THE TASK: Which lines of the data below hold "windshield"? Copy each of them.

MATERIAL TO PROCESS:
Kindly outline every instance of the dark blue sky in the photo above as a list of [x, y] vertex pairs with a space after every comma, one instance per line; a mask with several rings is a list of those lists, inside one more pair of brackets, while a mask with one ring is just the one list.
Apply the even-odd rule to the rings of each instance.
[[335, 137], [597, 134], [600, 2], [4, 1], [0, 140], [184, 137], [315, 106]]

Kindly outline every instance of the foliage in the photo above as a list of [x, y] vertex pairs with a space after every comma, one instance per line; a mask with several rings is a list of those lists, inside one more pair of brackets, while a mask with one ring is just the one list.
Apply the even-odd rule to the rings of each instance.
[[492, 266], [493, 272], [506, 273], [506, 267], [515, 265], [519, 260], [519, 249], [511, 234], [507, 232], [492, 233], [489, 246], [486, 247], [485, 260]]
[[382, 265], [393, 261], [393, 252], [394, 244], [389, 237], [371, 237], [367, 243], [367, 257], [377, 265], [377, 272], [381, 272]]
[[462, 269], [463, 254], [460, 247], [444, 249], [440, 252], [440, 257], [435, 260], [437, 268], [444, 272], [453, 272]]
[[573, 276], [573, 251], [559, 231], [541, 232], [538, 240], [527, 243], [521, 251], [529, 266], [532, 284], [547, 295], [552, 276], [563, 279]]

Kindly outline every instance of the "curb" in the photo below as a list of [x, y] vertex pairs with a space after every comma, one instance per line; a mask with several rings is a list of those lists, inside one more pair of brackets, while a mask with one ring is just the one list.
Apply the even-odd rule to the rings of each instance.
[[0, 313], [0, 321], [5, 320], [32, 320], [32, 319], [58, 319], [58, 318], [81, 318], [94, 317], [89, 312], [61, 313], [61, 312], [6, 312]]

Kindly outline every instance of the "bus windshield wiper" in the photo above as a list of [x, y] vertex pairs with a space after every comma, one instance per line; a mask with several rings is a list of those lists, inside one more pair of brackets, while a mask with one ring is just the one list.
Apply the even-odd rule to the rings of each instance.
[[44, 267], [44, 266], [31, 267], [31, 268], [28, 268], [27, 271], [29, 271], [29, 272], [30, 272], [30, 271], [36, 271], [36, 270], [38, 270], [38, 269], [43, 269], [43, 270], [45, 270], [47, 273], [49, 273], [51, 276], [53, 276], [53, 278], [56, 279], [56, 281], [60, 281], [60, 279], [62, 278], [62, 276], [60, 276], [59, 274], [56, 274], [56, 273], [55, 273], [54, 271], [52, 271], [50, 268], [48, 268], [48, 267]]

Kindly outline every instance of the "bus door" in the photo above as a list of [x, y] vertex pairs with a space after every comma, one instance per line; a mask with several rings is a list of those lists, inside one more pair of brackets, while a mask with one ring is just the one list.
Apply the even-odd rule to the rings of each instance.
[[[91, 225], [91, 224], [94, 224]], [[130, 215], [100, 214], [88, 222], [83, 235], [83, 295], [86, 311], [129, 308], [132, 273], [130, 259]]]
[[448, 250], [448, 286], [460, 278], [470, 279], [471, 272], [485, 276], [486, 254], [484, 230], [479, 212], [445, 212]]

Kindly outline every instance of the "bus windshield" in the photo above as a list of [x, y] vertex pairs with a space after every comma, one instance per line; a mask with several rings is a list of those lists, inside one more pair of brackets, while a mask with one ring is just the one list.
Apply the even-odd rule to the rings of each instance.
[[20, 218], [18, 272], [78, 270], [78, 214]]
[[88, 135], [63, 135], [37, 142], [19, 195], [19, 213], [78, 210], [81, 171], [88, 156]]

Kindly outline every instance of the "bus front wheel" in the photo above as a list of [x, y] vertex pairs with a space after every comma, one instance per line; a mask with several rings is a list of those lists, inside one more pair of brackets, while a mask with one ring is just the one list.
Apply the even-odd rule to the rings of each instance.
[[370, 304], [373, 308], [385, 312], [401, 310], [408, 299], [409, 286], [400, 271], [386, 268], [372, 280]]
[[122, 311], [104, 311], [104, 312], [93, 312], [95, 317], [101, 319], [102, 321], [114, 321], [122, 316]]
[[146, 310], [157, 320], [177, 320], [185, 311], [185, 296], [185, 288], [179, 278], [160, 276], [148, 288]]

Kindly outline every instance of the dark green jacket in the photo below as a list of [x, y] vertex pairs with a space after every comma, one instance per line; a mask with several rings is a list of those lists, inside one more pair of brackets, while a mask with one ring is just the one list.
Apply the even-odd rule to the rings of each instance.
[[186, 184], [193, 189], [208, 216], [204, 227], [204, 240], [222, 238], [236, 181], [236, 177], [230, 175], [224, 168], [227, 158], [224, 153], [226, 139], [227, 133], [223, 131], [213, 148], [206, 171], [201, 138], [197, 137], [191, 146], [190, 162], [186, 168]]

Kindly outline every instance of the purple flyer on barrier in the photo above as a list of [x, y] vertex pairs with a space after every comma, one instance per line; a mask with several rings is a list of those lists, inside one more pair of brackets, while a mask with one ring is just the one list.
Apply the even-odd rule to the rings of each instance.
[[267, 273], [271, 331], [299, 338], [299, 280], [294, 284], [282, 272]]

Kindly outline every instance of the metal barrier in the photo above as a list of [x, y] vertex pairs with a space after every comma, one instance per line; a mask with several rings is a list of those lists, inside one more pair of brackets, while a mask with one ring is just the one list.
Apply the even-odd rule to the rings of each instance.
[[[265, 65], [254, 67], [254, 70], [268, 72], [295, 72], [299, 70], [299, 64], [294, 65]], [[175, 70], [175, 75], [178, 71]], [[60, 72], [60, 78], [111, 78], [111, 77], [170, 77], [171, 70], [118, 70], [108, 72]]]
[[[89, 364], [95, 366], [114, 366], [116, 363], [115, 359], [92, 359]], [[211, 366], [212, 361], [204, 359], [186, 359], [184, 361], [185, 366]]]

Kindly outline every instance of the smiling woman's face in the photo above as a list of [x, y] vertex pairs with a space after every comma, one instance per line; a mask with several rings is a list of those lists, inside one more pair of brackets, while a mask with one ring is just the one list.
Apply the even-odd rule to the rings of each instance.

SOLUTION:
Kindly outline every instance of the "bus windshield wiper" in the photo above as a list of [x, y] vertex pairs with a space after every comma, one instance per line; a mask with several rings is a list of those lists, inside one more pair of brackets, while a mask with one ring is just the one list.
Kindly outline every instance of the "bus windshield" in the photo above as a list of [x, y] vertex pairs with a space after every comma, one instance per line; a mask with several rings is a list of those lists, inside one more pair of brackets, while a mask with one ring is just the one list.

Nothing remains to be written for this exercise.